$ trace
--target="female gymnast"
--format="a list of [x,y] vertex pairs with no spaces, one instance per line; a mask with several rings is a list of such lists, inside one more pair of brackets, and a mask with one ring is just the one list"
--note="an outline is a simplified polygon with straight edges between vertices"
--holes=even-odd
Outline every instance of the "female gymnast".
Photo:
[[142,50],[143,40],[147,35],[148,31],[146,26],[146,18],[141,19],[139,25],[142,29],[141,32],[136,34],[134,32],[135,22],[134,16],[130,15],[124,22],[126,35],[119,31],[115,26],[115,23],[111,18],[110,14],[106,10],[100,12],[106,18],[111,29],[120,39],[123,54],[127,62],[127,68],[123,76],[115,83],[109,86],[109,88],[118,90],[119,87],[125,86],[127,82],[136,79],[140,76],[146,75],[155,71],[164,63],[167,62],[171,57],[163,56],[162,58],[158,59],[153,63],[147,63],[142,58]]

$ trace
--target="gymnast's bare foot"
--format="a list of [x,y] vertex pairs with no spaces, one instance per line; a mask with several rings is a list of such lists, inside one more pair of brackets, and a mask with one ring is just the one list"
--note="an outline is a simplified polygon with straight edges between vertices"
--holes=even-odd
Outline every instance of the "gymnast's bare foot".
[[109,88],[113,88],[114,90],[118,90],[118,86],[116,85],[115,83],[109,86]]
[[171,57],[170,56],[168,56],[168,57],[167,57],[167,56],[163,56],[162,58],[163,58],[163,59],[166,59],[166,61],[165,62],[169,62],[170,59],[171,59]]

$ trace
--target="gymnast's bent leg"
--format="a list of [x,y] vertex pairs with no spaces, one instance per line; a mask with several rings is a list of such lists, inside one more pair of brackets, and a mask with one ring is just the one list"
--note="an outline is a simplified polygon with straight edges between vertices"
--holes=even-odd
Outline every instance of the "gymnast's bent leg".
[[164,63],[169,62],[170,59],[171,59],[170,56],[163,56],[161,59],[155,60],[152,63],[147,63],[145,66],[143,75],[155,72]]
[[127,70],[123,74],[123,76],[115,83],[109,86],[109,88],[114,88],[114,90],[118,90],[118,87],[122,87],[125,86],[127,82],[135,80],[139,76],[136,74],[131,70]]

■ **REQUIRED TASK**:
Convert the rows above into a two-column CSV with the columns request and outline. Give one CSV line per row, with the row's full request text in the first field and its answer in the second, each field quoted and each line break replaced by a space.

■ **EXERCISE RESPONSE**:
request,outline
"$ trace --target=""female gymnast"" --format=""a list of [x,y] vertex pairs with no spaces, one instance per line; a mask with several rings is a list of such lists, inside one more pair of brackets, and a mask with one ring is just the one list"" --note=""an outline is a simplified polygon with straight edges between vertices"" --holes=even-odd Outline every instance of the ""female gymnast"". Photo:","[[142,50],[143,40],[147,35],[148,31],[146,26],[146,18],[141,19],[139,25],[142,29],[141,32],[136,34],[134,32],[135,22],[134,16],[130,15],[124,22],[126,35],[119,31],[115,26],[115,23],[111,18],[110,14],[106,10],[100,12],[106,18],[111,29],[120,39],[123,54],[127,62],[127,68],[123,76],[115,83],[109,86],[109,88],[118,90],[119,87],[125,86],[127,82],[136,79],[140,76],[146,75],[155,71],[164,63],[167,62],[171,57],[163,56],[162,58],[158,59],[153,63],[147,63],[142,58]]"
"$ trace --target=""gymnast's bare foot"" --format=""a list of [x,y] vertex pairs with no spaces, one instance per line; a mask with several rings is a list of such lists, inside one more pair of brackets, and a mask with one ring is just the one list"" --note=""an outline is a simplified polygon with straight edges between vertices"" --holes=even-odd Outline every instance of the ""gymnast's bare foot"".","[[109,88],[113,88],[114,90],[118,90],[118,86],[116,85],[115,83],[109,86]] [[171,57],[170,56],[168,56],[168,57],[167,57],[167,56],[163,56],[162,58],[163,58],[163,59],[166,59],[166,61],[165,62],[169,62],[170,59],[171,59]]"
"$ trace --target=""gymnast's bent leg"" --format=""a list of [x,y] vertex pairs with no spaces, one instance per line; a mask with several rings is a list of such lists, inside one more pair of brackets, and a mask with one ring is just the one list"" --note=""an outline is a simplified polygon with straight edges between vertices"" --holes=even-odd Outline every instance of the ""gymnast's bent leg"".","[[164,63],[169,62],[170,59],[171,59],[170,56],[163,56],[161,59],[155,60],[152,63],[147,63],[145,66],[143,75],[155,72]] [[127,70],[123,74],[123,76],[115,83],[109,86],[109,88],[114,88],[114,90],[118,90],[118,87],[122,87],[125,86],[127,82],[135,80],[139,76],[136,74],[131,70]]"